Coordinate annotation entries
◇ ◇ ◇ ◇

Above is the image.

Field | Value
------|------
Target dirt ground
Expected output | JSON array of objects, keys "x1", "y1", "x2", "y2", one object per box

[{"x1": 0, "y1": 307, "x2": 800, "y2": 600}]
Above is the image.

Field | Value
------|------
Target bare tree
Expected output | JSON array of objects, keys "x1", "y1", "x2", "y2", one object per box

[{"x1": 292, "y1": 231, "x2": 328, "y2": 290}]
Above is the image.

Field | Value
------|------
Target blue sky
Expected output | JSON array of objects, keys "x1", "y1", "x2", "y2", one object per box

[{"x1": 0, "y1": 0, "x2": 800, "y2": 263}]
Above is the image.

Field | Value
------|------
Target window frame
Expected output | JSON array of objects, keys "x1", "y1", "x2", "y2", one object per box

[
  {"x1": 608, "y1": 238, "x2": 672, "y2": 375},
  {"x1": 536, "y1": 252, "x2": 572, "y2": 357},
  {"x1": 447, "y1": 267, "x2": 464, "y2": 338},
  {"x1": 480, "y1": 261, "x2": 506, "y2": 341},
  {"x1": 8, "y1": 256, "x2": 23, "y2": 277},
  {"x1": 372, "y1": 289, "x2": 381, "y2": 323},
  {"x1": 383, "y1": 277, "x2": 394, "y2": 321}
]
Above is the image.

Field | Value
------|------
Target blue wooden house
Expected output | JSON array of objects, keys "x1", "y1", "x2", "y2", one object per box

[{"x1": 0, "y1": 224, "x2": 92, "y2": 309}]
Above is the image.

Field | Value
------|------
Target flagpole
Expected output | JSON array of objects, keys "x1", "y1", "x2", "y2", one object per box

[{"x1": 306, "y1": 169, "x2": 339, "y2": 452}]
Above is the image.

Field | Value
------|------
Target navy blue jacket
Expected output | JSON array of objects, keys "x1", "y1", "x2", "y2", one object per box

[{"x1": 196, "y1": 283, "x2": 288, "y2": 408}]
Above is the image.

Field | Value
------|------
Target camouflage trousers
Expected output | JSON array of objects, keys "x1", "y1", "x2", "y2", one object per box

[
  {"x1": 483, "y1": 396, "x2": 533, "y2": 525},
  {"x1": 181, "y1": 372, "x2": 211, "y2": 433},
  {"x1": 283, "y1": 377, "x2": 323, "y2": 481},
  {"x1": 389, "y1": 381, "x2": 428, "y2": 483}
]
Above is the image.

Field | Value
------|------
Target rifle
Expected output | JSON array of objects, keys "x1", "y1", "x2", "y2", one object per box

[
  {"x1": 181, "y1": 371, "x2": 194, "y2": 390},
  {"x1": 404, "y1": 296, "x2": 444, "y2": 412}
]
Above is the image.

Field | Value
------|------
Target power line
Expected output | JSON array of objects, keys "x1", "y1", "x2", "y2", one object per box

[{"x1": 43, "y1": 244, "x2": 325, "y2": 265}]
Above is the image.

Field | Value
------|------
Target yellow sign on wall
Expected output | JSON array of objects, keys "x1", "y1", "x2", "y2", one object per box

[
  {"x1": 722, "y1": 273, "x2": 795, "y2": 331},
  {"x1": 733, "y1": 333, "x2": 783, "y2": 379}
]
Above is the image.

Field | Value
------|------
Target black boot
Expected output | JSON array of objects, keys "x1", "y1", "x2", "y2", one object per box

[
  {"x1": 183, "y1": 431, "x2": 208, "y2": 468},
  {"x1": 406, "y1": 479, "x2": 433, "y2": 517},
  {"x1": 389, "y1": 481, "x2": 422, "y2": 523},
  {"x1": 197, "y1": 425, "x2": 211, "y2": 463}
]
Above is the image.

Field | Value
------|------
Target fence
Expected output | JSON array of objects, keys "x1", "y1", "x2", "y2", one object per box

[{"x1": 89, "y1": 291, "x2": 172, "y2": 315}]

◇ ◇ ◇ ◇

# EXERCISE AIM
How many of the lines above contain the word "blue"? Case counts, and the reply should be only the number.

# PROBLEM SOLUTION
3